Inflated Amusements

What is the Purpose of Beauty?

SUNP0371 2

"Civilizations and It’s Discontents," was published in the winter of Sigmund Freuds life. At seventy-four Freud writes about societies tight reign over human happiness, characterized as the fulfillment of libidinal and aggressive drives. As he solidifies this theoretical view of society, he writes, almost as a secondary observation, societies positive appraisal of beauty.

He writes “The enjoyment of beauty has a peculiar, mildly intoxicating quality of feeling. Beauty has no obvious use; nor is there any clear cultural necessity for it. Yet civilization could not do without it”. 1 This observation poised by Freud makes me question with astonishment; what is the purpose of beauty? With the little research I have done, I think the implications to this question could be beneficial. I have a personal conviction that beauty and its observation has an ability to heal and foster growth within the individual. It could be another tool that a psychotherapist uses in their practice.

I hope in future essays I will investigate this question vigorously, through the literature of the past, but also using my own experience to look towards. The potential answers will be undeniably painted with subjectivity, but to that I quote another psychologist in the pantheon of its thinkers.

Action item A » List every claim about beauty made in the Freud quotation within the essay on the purpose of beauty.
Action item B » Write the next part of the essay on the purpose of beauty, starting after its final sentence.

Data for analysis »
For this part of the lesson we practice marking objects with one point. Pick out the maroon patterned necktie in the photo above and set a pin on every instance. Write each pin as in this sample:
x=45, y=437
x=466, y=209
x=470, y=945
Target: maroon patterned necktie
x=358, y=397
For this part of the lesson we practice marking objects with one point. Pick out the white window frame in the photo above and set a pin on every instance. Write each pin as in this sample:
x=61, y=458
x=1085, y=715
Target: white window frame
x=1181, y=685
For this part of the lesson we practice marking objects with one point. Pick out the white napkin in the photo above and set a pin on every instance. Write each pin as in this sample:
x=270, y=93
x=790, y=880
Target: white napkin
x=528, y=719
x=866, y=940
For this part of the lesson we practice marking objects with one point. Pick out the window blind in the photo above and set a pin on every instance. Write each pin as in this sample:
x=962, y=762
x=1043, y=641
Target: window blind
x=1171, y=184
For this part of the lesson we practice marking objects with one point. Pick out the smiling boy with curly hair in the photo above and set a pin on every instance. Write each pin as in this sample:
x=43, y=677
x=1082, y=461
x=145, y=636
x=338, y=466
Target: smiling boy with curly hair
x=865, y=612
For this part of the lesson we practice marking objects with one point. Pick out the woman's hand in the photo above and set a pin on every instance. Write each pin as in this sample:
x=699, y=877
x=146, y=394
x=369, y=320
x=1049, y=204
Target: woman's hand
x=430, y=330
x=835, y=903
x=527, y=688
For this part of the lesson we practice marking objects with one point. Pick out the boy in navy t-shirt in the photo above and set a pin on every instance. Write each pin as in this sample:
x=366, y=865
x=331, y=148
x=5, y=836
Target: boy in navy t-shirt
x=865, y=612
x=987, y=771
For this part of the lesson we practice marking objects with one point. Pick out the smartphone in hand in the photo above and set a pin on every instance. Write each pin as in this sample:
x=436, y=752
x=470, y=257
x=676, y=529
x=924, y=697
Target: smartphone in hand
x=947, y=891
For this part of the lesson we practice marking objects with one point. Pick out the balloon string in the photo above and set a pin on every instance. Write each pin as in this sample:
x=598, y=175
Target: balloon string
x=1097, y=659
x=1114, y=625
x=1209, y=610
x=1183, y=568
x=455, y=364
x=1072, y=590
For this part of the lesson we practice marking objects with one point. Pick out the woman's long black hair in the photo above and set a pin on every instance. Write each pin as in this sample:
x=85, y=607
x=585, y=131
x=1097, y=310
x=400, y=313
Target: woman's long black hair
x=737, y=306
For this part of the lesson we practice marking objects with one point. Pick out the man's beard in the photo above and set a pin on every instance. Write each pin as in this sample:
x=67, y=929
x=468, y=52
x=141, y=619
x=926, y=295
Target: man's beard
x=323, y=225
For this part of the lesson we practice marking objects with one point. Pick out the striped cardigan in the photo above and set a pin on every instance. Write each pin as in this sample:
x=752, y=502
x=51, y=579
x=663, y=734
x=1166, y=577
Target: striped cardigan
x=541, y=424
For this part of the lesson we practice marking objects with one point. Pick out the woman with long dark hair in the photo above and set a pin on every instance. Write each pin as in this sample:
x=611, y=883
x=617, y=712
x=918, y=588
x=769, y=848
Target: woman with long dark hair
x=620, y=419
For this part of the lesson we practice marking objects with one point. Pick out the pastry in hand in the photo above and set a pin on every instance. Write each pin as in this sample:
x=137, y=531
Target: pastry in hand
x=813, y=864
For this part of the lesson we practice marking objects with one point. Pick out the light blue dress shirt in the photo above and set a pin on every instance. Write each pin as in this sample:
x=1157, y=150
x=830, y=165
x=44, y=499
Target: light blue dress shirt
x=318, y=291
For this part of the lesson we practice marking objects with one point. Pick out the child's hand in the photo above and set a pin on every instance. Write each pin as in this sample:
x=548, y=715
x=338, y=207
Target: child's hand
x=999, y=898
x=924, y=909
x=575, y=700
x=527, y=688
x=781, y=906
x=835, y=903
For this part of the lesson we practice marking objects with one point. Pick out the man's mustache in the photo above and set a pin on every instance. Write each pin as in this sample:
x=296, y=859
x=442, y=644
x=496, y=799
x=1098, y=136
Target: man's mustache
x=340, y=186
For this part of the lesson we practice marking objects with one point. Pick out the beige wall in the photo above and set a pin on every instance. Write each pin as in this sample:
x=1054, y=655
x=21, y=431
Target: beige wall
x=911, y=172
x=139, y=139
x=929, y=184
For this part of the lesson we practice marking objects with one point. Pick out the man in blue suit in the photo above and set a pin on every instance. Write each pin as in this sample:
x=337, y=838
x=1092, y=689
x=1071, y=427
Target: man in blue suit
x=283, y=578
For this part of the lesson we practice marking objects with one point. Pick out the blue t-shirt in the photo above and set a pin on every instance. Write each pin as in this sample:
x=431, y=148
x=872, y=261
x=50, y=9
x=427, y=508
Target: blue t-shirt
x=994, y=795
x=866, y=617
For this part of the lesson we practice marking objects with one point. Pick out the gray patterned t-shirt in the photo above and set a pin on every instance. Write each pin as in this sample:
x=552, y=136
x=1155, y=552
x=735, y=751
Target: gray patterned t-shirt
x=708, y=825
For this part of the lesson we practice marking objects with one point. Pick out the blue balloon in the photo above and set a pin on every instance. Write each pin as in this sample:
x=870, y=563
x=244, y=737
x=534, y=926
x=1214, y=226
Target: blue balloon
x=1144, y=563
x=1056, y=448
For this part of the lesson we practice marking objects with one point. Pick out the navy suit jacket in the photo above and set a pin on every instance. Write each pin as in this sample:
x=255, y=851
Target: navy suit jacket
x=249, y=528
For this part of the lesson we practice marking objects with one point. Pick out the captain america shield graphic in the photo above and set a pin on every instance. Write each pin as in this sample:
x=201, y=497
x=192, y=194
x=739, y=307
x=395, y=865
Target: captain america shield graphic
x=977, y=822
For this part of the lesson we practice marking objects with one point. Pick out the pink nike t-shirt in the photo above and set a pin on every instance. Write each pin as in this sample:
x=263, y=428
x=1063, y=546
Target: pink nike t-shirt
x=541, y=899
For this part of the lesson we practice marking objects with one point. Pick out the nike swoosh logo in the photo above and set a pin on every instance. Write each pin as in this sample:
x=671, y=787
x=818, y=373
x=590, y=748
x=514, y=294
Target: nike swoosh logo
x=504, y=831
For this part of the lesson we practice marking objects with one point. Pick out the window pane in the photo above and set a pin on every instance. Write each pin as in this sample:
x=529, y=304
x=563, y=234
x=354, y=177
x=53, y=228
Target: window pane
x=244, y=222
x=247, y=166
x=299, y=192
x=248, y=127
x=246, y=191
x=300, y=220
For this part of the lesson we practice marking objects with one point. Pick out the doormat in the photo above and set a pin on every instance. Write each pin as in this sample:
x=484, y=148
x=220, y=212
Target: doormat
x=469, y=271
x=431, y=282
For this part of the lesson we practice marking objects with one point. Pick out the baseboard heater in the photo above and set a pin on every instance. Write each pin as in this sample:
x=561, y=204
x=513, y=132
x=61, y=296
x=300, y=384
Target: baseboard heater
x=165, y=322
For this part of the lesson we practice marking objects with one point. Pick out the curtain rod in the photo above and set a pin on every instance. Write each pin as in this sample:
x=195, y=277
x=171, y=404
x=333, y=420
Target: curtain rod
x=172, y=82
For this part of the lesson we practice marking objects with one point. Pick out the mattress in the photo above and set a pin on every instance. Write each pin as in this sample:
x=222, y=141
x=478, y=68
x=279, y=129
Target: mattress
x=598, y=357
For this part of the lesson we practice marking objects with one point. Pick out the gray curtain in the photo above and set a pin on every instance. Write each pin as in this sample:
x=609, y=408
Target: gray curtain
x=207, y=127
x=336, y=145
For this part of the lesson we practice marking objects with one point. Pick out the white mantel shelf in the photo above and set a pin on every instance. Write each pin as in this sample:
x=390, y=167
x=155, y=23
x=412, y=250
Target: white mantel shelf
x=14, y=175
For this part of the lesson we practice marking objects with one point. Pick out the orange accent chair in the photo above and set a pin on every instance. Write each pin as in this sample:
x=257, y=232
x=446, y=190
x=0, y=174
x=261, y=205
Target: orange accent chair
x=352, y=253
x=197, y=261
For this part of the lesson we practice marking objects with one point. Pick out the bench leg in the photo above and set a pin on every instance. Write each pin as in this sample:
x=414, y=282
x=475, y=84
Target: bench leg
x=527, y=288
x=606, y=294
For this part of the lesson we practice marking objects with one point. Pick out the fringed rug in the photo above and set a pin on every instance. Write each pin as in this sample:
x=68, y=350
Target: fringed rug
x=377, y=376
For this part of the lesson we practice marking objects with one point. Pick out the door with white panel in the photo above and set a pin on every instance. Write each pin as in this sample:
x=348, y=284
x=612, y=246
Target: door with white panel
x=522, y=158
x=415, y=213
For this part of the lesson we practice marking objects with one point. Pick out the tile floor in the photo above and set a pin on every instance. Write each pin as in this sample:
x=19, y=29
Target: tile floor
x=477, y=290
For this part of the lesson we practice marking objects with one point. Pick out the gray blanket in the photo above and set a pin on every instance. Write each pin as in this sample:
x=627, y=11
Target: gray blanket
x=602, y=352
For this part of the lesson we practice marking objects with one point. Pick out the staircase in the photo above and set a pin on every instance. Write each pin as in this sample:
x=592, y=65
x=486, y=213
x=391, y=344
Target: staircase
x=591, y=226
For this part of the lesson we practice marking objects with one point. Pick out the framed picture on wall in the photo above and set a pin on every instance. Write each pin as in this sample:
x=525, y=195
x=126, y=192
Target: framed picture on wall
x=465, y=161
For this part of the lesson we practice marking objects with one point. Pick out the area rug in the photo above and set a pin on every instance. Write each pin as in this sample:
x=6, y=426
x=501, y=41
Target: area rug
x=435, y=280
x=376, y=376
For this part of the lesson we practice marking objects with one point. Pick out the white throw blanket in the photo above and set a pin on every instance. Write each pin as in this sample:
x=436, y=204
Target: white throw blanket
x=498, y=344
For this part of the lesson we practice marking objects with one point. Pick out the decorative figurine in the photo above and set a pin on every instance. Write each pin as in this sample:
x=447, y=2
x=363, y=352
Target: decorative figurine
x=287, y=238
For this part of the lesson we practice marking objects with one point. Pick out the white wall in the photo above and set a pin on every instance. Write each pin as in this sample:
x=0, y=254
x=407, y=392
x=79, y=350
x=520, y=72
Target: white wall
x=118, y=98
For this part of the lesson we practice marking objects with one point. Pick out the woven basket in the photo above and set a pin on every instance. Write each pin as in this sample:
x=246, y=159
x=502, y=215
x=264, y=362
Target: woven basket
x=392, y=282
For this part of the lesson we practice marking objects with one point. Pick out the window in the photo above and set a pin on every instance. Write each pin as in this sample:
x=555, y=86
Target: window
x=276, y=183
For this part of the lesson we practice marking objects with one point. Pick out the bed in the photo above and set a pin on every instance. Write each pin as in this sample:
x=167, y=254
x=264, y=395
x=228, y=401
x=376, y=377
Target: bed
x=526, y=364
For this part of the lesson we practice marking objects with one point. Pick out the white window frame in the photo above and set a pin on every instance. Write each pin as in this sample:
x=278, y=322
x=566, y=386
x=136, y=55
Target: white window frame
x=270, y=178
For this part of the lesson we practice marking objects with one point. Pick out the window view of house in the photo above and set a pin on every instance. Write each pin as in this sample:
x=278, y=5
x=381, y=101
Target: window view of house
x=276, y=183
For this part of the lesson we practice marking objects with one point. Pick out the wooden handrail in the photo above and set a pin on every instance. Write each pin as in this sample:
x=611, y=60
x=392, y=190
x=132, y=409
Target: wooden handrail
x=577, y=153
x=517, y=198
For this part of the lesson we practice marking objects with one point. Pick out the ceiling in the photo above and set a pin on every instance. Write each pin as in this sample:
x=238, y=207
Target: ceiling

Exercise response A »
- The enjoyment of beauty has a peculiar, mildly intoxicating quality of feeling.
- Beauty has no obvious use.
- There is no clear cultural necessity for beauty.
- Civilization could not do without beauty.

Exercise response B »
“Thus I have come to see both scientific research and the process of theory construction as being aimed toward the inward ordering of significant experience. Research is the persistent disciplined effort to make sense and order out of the phenomena of subjective experience” 2

This pursuit will be deeply personal, and I cannot avoid that, but I hope its implications could be beneficial to those who have shared similar experiences or those who are open to new avenues.

  1. Freud , Sigmund. “Chapter 2 .” Civilization and Its Discontents , W. W. Norton & Company Inc. , 1961, p. 33.

  2. Rogers, C. (1961). On becoming a person: A therapist’s view of psychotherapy (p. 24). Houghton Mifflin Company.